:: EXERCISE OBJECTIVE ::
Quote every line of the material beneath this one.

== RECORDS FOR THE EXERCISE ==

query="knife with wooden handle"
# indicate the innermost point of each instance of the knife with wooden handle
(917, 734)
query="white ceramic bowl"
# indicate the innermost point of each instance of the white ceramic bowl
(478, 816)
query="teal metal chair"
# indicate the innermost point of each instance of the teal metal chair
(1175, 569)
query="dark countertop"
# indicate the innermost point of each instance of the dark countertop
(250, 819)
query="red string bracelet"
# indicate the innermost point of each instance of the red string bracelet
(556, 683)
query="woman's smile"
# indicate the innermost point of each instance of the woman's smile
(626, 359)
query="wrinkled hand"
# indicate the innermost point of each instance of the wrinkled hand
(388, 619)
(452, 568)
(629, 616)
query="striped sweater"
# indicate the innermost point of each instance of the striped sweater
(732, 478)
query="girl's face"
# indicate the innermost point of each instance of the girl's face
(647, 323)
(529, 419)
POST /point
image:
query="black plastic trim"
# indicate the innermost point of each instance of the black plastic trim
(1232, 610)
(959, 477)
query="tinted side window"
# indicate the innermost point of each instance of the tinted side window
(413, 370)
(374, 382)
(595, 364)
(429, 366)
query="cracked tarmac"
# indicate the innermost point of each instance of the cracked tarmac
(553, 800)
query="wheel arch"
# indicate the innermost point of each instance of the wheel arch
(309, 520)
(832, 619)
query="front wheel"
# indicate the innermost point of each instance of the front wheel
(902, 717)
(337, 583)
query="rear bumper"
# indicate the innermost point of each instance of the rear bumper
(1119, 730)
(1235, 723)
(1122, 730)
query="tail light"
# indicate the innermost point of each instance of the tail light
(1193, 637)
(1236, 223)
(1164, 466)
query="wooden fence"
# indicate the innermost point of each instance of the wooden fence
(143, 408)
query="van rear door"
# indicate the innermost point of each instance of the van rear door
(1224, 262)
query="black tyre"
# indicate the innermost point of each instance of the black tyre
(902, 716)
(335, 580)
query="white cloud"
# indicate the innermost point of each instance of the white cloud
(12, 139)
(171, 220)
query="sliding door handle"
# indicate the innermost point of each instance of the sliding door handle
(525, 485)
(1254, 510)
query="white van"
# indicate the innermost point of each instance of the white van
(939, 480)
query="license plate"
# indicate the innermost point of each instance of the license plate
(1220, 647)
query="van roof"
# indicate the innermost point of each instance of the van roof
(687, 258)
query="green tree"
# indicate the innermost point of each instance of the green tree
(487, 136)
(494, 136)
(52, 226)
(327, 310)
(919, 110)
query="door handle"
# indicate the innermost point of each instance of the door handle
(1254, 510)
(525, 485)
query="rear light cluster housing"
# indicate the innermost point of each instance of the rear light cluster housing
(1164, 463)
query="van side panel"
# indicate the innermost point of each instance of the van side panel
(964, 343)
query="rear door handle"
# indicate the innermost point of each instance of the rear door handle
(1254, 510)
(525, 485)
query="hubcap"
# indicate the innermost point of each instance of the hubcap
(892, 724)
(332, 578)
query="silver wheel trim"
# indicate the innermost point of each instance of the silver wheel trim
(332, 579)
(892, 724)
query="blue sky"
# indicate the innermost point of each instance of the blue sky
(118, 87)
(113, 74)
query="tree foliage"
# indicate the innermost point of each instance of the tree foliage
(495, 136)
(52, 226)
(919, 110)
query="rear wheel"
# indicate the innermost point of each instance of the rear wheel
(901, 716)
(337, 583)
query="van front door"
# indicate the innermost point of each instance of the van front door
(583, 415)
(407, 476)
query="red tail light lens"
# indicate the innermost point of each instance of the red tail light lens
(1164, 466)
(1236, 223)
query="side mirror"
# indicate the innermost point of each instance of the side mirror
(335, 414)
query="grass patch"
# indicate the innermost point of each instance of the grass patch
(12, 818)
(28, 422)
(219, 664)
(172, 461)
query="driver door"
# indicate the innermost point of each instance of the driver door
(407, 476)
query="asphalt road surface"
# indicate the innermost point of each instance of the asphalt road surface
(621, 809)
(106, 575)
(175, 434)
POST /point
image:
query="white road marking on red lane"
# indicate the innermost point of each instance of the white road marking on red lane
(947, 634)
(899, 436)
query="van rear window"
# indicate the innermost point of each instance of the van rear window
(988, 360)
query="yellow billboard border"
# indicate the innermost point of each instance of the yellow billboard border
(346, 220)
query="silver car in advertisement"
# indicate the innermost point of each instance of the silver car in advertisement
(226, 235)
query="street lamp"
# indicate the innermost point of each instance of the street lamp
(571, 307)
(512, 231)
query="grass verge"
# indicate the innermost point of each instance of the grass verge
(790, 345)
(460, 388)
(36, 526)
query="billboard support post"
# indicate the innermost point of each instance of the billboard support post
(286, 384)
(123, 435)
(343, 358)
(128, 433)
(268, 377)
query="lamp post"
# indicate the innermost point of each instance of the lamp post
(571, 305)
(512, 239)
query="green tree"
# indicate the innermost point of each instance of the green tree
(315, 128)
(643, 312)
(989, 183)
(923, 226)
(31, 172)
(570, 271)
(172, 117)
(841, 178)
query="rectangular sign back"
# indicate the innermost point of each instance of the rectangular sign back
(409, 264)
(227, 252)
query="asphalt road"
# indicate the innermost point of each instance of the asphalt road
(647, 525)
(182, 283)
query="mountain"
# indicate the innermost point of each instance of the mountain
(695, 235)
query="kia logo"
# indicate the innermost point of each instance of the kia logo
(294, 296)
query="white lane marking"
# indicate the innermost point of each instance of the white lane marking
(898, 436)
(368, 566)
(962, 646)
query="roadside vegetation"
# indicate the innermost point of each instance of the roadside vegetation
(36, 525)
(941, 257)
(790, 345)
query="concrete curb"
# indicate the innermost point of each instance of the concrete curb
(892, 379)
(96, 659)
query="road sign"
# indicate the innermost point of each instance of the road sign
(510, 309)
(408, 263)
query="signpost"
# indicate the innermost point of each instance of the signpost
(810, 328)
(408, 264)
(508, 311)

===

:: ANSWER TO THIS PROBLEM ::
query="knife with wooden handle"
# indicate the innermost point of each instance of the knife with wooden handle
(917, 734)
query="white ceramic bowl"
# indicate the innermost point of each instance of the white ceramic bowl
(478, 816)
query="teal metal chair"
# indicate the innermost point of each instance of the teal metal chair
(1175, 569)
query="dark countertop"
# indicate the innermost point of each instance of the dark countertop
(250, 819)
query="red string bracelet"
# indicate the innermost point of each instance of the red string bracelet
(556, 683)
query="woman's smile"
# indicate the innermost point of each instance of the woman's smile
(626, 359)
query="wrinkled hand"
# indicate the innermost point of each instance of the wrinkled hand
(388, 619)
(452, 568)
(629, 616)
query="striped sweater"
# indicate the innermost point of each instance of the striped sweater
(732, 478)
query="girl's face"
# indicate the innermost point of each instance of the girl's face
(647, 323)
(529, 419)
POST /point
image:
query="black plastic trim"
# indicate the innermost point of each instance of the black plastic trim
(1232, 610)
(959, 477)
query="tinted side window"
# indicate the innermost point of each instance of the tinted side window
(413, 370)
(374, 382)
(595, 364)
(429, 366)
query="cracked tarmac"
# indicate the innermost point of each instance of the cracked tarmac
(553, 800)
query="wheel arch"
# indicate the innermost point of each instance of the wheel arch
(309, 520)
(832, 619)
query="front wheel"
# indicate the innermost point of each instance of the front wheel
(902, 717)
(337, 583)
query="rear bumper"
# indicate the innermost point of each instance of the rear bumper
(1119, 730)
(1235, 723)
(1122, 730)
query="tail light"
# indicate the innermost point of each instance of the tail light
(1193, 637)
(1236, 223)
(1164, 466)
query="wooden fence"
# indicate the innermost point of each instance of the wooden fence
(143, 408)
query="van rear door"
# indicate the innermost point of each instance of the van rear door
(1224, 262)
query="black tyre"
# indicate the innermost point of each instance of the black tyre
(902, 716)
(335, 580)
query="white cloud"
# indicate the innermost point of each instance of the white cloud
(12, 139)
(171, 220)
query="sliding door handle"
# indicate the innermost point of each instance of the sliding door handle
(525, 485)
(1254, 510)
query="white van"
# indicate the innermost point of each instance of the white van
(939, 480)
query="license plate"
# indicate the innermost point of each instance of the license plate
(1220, 647)
query="van roof"
# indicate the innermost point of each instance of the van roof
(687, 258)
query="green tree"
# indicate the innermost point of each instance of the green tree
(487, 136)
(494, 136)
(52, 226)
(327, 310)
(919, 110)
query="door handle"
# indicate the innermost point of each instance of the door handle
(1254, 510)
(525, 485)
query="rear light cluster housing"
# indicate the innermost point of each instance of the rear light cluster housing
(1164, 463)
query="van side panel"
# indicate the innermost point of each instance of the van side panel
(964, 343)
query="rear door handle"
# indicate the innermost point of each instance of the rear door handle
(1254, 510)
(525, 485)
query="hubcap"
# indicate the innermost point of each instance of the hubcap
(892, 724)
(332, 578)
query="silver wheel trim"
# indicate the innermost point of each instance of the silver wheel trim
(332, 579)
(892, 724)
query="blue sky"
# indicate the innermost point of each instance of the blue sky
(118, 87)
(113, 74)
query="tree foliage"
# indicate the innermost point of each instance of the tree foliage
(495, 136)
(52, 226)
(919, 110)
query="rear wheel"
# indicate the innermost point of each instance of the rear wheel
(901, 716)
(337, 583)
query="van front door"
# indicate the innermost point of each instance of the van front door
(583, 415)
(407, 476)
query="red tail light lens"
# indicate the innermost point of each instance of the red tail light lens
(1164, 466)
(1236, 223)
query="side mirror"
# indicate the innermost point of each instance of the side mirror
(335, 414)
query="grass patch"
# indicate the innermost point of each instance of the grass patch
(12, 818)
(28, 422)
(219, 664)
(172, 461)
query="driver door"
# indicate the innermost point of each instance of the driver door
(407, 476)
query="asphalt road surface"
# indicate the innermost point of each instance of the asphalt road surface
(621, 809)
(106, 575)
(175, 434)
POST /point
image:
query="white road marking on red lane"
# indicate the innermost point of each instance of the white road marking on red lane
(947, 634)
(899, 436)
query="van rear window"
# indicate the innermost point of each instance of the van rear window
(988, 360)
query="yellow billboard border"
# indicate the innermost point of each instance of the yellow billboard border
(346, 220)
query="silver car in advertisement"
# indicate the innermost point of each instance of the silver car in advertisement
(226, 235)
query="street lamp"
# indicate the innermost point of each instance of the street lamp
(571, 307)
(512, 231)
query="grass verge"
# indicate the innermost point of each instance of the grass verge
(790, 345)
(460, 388)
(36, 526)
query="billboard support post"
# indicate the innermost point of each instance of the billboard support post
(286, 384)
(123, 435)
(343, 358)
(128, 433)
(268, 377)
query="lamp post"
# indicate the innermost point of each instance of the lamp post
(571, 305)
(512, 239)
query="green tree"
# indicate the innermost point of each instance of the green tree
(315, 128)
(643, 312)
(989, 183)
(923, 226)
(31, 172)
(570, 271)
(172, 117)
(841, 178)
query="rectangular sign back"
# indicate the innermost point of each instance of the rectangular sign back
(409, 264)
(227, 252)
query="asphalt road"
# indicate the innermost point of each instance of the asphalt road
(647, 525)
(182, 283)
query="mountain"
# indicate the innermost point of each instance of the mountain
(695, 235)
query="kia logo"
# indicate the innermost point of each instance of the kia logo
(294, 296)
query="white lane marking"
# indicate the innermost point of each instance of the white lane marking
(898, 436)
(368, 566)
(962, 646)
query="roadside vegetation"
# indicate the innermost point of each instance of the roadside vegetation
(36, 525)
(941, 257)
(790, 345)
query="concrete curb"
# indicate the innermost point of each instance of the concrete curb
(892, 379)
(96, 659)
query="road sign"
# indicate the innermost point of each instance of the road sign
(510, 309)
(408, 263)
query="signpost"
# indicate the innermost point of each instance of the signpost
(810, 328)
(408, 264)
(508, 311)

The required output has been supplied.